* SHORT TASK *
Each entry must be reproduced precisely as it stands.

* DATASET ROWS *
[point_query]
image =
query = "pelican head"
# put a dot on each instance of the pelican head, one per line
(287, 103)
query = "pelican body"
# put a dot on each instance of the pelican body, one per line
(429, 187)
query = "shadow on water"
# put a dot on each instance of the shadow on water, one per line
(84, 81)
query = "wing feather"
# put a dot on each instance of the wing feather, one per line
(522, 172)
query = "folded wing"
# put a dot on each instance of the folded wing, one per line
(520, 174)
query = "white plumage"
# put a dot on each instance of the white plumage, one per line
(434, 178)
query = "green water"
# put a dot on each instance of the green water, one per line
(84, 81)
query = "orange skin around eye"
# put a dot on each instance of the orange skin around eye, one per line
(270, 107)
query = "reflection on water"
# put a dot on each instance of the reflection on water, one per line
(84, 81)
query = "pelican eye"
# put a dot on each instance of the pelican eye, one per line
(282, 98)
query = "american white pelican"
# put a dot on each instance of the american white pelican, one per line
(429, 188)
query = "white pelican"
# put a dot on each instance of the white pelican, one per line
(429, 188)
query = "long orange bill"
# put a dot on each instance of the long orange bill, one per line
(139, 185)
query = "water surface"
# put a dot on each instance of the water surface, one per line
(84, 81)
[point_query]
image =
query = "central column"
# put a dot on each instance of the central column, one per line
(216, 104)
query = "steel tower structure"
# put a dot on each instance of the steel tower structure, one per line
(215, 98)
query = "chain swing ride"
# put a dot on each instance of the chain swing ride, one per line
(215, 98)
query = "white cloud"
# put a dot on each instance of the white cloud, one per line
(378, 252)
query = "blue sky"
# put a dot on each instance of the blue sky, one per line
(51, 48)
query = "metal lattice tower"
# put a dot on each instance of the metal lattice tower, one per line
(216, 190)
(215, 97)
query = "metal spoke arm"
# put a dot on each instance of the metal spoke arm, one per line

* WRITTEN RESPONSE *
[point_query]
image =
query = "pelican head"
# put a dot on each instance of the pelican head, one per line
(287, 103)
query = "pelican body"
# put a dot on each instance of the pelican body, one per line
(429, 187)
query = "shadow on water"
# put a dot on each instance of the shadow on water, one per line
(84, 81)
query = "wing feather"
# put a dot on each instance of the wing feather, one per line
(522, 172)
query = "folded wing"
# put a dot on each instance of the folded wing, one per line
(520, 174)
query = "white plumage"
# put a dot on each instance of the white plumage, one per line
(434, 178)
query = "green water"
# put a dot on each instance of the green water, one per line
(84, 81)
query = "orange skin around eye"
# put a dot on each instance of the orange skin around eye, one per line
(270, 107)
query = "reflection on water"
# put a dot on each instance of the reflection on water, one per line
(84, 81)
query = "pelican eye"
# put a dot on each instance of the pelican eye, one per line
(282, 98)
query = "american white pelican"
# put a dot on each instance of the american white pelican, one per line
(429, 188)
query = "white pelican"
# put a dot on each instance of the white pelican, one per line
(429, 188)
query = "long orange bill"
# put a dot on each instance of the long orange bill, one per line
(139, 185)
query = "water surface"
# put a dot on each instance of the water surface, one per line
(84, 81)
[point_query]
image =
query = "central column"
# put a dot on each instance of the central column, one per line
(216, 104)
query = "steel tower structure"
# put a dot on each instance of the steel tower structure, one per line
(215, 98)
query = "chain swing ride"
# put a dot on each instance of the chain swing ride, one per line
(215, 98)
query = "white cloud"
# put a dot on each instance of the white cloud, one per line
(378, 252)
query = "blue sky"
# put a dot on each instance of the blue sky, one per line
(51, 48)
query = "metal lattice tower"
# put a dot on each instance of the metal lattice tower, one per line
(216, 190)
(215, 97)
query = "metal spoke arm"
# put a dot on each instance of the metal spoke arm, one per line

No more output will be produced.